[Task data Boundary: Start]

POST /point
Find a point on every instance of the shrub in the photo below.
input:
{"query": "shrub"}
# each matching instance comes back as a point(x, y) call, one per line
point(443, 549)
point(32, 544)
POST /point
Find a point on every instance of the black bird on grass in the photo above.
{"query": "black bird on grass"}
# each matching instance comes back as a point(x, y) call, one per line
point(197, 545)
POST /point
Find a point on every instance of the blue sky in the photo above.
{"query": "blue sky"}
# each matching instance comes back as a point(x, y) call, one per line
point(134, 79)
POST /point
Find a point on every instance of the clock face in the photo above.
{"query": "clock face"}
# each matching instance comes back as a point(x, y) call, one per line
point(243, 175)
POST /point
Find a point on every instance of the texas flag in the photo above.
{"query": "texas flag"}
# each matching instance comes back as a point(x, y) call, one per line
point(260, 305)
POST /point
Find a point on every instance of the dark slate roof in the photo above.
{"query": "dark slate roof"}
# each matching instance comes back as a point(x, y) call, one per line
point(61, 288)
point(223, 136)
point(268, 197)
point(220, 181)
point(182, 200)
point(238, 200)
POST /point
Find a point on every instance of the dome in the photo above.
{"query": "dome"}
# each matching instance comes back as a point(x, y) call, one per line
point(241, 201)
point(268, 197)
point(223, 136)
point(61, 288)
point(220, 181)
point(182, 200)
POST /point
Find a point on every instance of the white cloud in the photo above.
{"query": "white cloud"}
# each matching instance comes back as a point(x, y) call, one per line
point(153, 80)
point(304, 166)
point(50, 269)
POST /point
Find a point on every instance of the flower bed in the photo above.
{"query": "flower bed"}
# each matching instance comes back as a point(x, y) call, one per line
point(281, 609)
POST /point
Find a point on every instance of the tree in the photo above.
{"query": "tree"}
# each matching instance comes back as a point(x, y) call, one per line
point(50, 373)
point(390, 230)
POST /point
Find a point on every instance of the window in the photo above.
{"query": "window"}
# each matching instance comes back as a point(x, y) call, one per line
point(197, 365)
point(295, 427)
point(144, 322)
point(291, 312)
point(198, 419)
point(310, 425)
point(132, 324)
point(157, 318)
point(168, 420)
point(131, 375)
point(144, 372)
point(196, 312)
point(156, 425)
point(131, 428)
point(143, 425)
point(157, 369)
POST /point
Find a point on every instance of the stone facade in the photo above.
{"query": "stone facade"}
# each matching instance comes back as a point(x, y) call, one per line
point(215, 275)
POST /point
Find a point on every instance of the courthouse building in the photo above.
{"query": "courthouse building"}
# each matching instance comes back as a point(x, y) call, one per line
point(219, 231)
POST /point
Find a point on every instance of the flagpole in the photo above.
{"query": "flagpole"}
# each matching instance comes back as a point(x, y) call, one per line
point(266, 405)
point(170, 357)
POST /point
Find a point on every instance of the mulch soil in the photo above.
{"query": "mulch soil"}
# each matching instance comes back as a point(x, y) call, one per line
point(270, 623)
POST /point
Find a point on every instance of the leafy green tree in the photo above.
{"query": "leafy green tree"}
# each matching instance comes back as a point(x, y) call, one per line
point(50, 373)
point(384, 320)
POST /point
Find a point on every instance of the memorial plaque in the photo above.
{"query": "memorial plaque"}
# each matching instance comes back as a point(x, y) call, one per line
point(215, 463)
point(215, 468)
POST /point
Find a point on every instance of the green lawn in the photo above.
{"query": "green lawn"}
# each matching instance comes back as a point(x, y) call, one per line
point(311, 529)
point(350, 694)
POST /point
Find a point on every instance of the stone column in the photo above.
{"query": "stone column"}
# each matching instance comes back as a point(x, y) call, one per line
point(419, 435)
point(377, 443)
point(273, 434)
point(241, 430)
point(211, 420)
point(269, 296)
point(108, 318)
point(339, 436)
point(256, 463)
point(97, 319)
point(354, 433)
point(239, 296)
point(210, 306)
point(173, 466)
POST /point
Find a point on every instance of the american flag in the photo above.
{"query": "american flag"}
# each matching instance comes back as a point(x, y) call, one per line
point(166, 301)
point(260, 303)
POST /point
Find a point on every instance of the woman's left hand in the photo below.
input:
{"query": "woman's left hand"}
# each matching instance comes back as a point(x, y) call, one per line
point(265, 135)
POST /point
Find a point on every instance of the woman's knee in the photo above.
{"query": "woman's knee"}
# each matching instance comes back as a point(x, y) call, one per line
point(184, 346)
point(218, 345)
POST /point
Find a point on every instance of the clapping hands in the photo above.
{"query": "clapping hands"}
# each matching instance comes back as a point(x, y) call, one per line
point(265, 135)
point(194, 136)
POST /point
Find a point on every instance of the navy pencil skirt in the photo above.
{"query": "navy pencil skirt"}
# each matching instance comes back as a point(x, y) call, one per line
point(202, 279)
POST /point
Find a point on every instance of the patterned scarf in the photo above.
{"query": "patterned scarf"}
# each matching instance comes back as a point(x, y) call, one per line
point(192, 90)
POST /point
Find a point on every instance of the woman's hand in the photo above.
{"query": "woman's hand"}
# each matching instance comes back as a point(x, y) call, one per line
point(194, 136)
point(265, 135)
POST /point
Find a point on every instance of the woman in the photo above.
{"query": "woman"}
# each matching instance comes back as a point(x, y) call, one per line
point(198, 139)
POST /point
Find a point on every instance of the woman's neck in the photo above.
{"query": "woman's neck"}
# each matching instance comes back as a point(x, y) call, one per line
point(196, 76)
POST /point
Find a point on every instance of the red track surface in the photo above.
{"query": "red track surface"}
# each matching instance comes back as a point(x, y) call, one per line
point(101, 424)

[Task data Boundary: End]

The lines in the records above that include the word "track" must be copied out.

# [Result for this exercise]
Find a point on every instance of the red track surface in the photo above.
{"query": "red track surface"}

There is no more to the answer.